* AIM OF THE TASK
Everything in the records below should be set down again, word for word.

* RECORDED INFORMATION

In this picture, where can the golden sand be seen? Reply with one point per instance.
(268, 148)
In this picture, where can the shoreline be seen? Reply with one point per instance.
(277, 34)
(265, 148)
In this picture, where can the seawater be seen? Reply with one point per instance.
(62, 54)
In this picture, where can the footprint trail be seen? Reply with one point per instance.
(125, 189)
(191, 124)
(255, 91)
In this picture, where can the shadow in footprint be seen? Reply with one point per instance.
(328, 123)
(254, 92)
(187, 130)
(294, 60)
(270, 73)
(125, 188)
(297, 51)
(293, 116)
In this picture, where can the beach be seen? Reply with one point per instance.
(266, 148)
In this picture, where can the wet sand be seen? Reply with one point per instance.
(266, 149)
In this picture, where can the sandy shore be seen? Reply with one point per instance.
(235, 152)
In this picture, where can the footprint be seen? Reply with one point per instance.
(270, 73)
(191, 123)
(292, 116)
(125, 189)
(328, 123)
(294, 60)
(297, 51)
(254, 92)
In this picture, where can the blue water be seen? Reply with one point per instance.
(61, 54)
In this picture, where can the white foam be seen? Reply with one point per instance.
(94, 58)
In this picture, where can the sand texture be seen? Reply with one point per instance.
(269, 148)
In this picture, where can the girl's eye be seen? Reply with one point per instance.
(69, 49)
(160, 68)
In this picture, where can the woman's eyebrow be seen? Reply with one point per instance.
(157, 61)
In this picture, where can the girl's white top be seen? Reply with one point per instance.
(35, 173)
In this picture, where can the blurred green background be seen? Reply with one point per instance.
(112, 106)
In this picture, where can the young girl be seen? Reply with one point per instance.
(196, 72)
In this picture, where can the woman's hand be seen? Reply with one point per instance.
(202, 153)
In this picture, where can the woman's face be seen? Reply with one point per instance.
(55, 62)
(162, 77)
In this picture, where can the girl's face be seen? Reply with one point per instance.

* REPLY
In this picture, where can the golden sand be seen? Reply with one point per instance.
(268, 148)
In this picture, where can the shoreline be seen? Reply with one point per instance.
(277, 34)
(265, 148)
In this picture, where can the seawater be seen? Reply with one point per instance.
(62, 54)
In this picture, where can the footprint trail be seen? Reply with one point per instance.
(125, 189)
(191, 124)
(255, 91)
In this picture, where can the shadow in footprint be seen? Reply with one point per instance.
(328, 123)
(254, 92)
(187, 130)
(294, 60)
(270, 73)
(125, 188)
(297, 51)
(293, 116)
In this picture, where can the beach be seen? Reply with one point per instance.
(266, 148)
In this picture, where can the wet sand be seen? Reply with one point per instance.
(266, 149)
In this picture, where can the sandy shore be seen? Reply with one point per instance.
(235, 152)
In this picture, where can the footprint be seen? Reply with one point per instance.
(270, 73)
(191, 123)
(292, 116)
(125, 189)
(328, 123)
(294, 60)
(297, 51)
(254, 92)
In this picture, where can the blue water be seen? Reply with one point per instance.
(61, 54)
In this picture, where can the white foam be seen? Reply with one point per instance.
(94, 58)
In this picture, where can the sand texture be seen? Reply with one point per instance.
(269, 148)
In this picture, where can the girl's eye be seen? Reply with one point per instance.
(69, 49)
(160, 68)
In this picture, where can the woman's eyebrow be seen? Reply with one point per instance.
(157, 61)
In this picture, where can the girl's white top be seen? Reply with one point per instance.
(35, 173)
In this picture, where can the blurred green background be seen? Reply with one point per instance.
(112, 106)
In this picture, where can the young girl be seen? Reply with one point per instance.
(196, 72)
In this picture, where can the woman's hand be seen? Reply with one point per instance.
(202, 153)
In this picture, where can the woman's face be seen? Reply with one point per instance.
(55, 62)
(162, 77)
In this picture, where can the girl's face be seen? Reply with one point per instance.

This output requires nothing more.